◆ **The task**
Copy each line of the records that includes "woman".
--- Supplied data Enclosed Below ---
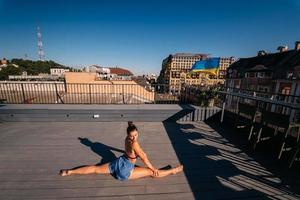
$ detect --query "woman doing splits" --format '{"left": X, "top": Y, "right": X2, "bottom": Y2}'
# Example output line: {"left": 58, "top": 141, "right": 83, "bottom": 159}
{"left": 60, "top": 121, "right": 183, "bottom": 181}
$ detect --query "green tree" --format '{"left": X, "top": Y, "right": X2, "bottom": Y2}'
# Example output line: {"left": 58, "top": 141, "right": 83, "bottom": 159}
{"left": 10, "top": 59, "right": 68, "bottom": 75}
{"left": 0, "top": 65, "right": 22, "bottom": 80}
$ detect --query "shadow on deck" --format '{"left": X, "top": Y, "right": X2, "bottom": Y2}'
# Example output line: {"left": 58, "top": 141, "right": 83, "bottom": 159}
{"left": 163, "top": 105, "right": 300, "bottom": 199}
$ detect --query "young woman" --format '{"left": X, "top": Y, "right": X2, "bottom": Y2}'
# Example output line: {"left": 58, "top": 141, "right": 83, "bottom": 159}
{"left": 60, "top": 122, "right": 183, "bottom": 181}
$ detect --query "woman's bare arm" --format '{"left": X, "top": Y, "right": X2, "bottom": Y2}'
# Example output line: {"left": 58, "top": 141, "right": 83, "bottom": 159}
{"left": 132, "top": 142, "right": 156, "bottom": 171}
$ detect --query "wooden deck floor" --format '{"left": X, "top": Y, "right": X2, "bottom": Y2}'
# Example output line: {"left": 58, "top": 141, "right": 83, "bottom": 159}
{"left": 0, "top": 121, "right": 299, "bottom": 200}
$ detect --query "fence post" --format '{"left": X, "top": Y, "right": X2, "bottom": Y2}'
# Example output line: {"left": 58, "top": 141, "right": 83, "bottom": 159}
{"left": 122, "top": 84, "right": 125, "bottom": 104}
{"left": 185, "top": 87, "right": 189, "bottom": 104}
{"left": 192, "top": 109, "right": 195, "bottom": 121}
{"left": 64, "top": 81, "right": 67, "bottom": 93}
{"left": 221, "top": 102, "right": 225, "bottom": 123}
{"left": 89, "top": 84, "right": 92, "bottom": 104}
{"left": 55, "top": 83, "right": 59, "bottom": 103}
{"left": 21, "top": 83, "right": 26, "bottom": 103}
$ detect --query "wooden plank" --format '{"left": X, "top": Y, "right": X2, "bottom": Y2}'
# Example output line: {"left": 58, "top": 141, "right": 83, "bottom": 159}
{"left": 0, "top": 121, "right": 299, "bottom": 199}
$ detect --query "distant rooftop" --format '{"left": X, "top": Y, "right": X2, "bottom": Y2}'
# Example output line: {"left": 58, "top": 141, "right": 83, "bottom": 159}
{"left": 229, "top": 49, "right": 300, "bottom": 79}
{"left": 172, "top": 53, "right": 209, "bottom": 57}
{"left": 109, "top": 67, "right": 133, "bottom": 76}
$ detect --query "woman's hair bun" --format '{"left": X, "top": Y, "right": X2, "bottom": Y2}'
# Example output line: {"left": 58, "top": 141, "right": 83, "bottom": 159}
{"left": 128, "top": 121, "right": 134, "bottom": 127}
{"left": 127, "top": 121, "right": 137, "bottom": 135}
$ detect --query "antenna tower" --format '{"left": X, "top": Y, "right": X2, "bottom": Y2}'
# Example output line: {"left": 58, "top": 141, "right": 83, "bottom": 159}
{"left": 37, "top": 26, "right": 45, "bottom": 61}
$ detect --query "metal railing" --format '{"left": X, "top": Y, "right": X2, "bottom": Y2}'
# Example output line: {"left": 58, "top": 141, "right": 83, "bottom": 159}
{"left": 221, "top": 87, "right": 300, "bottom": 108}
{"left": 219, "top": 87, "right": 300, "bottom": 122}
{"left": 0, "top": 82, "right": 190, "bottom": 104}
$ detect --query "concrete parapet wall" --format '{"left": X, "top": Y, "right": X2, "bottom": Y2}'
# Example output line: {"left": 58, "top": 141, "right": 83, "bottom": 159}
{"left": 0, "top": 104, "right": 221, "bottom": 122}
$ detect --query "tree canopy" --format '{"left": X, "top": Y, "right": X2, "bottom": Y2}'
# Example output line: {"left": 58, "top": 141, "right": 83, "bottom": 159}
{"left": 10, "top": 59, "right": 69, "bottom": 75}
{"left": 0, "top": 59, "right": 71, "bottom": 80}
{"left": 0, "top": 65, "right": 22, "bottom": 80}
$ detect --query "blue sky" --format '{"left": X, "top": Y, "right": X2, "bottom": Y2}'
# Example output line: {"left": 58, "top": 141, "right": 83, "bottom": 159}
{"left": 0, "top": 0, "right": 300, "bottom": 75}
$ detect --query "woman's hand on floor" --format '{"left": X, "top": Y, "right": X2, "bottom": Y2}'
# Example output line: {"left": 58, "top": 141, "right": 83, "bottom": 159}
{"left": 151, "top": 168, "right": 159, "bottom": 177}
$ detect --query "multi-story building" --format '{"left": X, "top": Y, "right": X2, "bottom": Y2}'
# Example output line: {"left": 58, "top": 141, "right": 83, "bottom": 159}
{"left": 158, "top": 53, "right": 235, "bottom": 93}
{"left": 50, "top": 68, "right": 70, "bottom": 77}
{"left": 225, "top": 41, "right": 300, "bottom": 121}
{"left": 218, "top": 57, "right": 236, "bottom": 79}
{"left": 84, "top": 65, "right": 133, "bottom": 80}
{"left": 108, "top": 67, "right": 133, "bottom": 80}
{"left": 226, "top": 41, "right": 300, "bottom": 94}
{"left": 145, "top": 74, "right": 157, "bottom": 84}
{"left": 157, "top": 53, "right": 208, "bottom": 93}
{"left": 83, "top": 65, "right": 102, "bottom": 73}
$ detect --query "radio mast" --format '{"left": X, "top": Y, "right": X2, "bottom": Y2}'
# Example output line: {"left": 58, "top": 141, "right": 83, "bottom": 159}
{"left": 37, "top": 26, "right": 45, "bottom": 61}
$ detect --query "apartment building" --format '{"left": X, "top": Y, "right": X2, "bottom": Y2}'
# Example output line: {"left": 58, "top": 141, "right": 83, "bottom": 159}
{"left": 157, "top": 53, "right": 208, "bottom": 93}
{"left": 225, "top": 41, "right": 300, "bottom": 121}
{"left": 84, "top": 65, "right": 133, "bottom": 80}
{"left": 226, "top": 42, "right": 300, "bottom": 94}
{"left": 50, "top": 68, "right": 70, "bottom": 77}
{"left": 218, "top": 57, "right": 236, "bottom": 79}
{"left": 158, "top": 53, "right": 235, "bottom": 93}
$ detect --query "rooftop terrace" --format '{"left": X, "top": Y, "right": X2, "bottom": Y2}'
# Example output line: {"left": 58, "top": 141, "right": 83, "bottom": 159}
{"left": 0, "top": 105, "right": 299, "bottom": 199}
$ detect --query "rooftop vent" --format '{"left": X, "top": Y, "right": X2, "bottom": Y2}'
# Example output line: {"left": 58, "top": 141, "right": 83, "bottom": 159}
{"left": 257, "top": 50, "right": 267, "bottom": 56}
{"left": 277, "top": 46, "right": 288, "bottom": 52}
--- End of Enclosed Supplied data ---
◆ **Output of the task**
$ detect --query "woman doing splits" --format '{"left": X, "top": Y, "right": X2, "bottom": Y2}'
$ detect --query "young woman" --format '{"left": X, "top": Y, "right": X2, "bottom": Y2}'
$ detect --query "woman's bare arm" --format '{"left": X, "top": Y, "right": X2, "bottom": Y2}'
$ detect --query "woman's hair bun" --format '{"left": X, "top": Y, "right": X2, "bottom": Y2}'
$ detect --query "woman's hand on floor" --format '{"left": X, "top": Y, "right": X2, "bottom": Y2}'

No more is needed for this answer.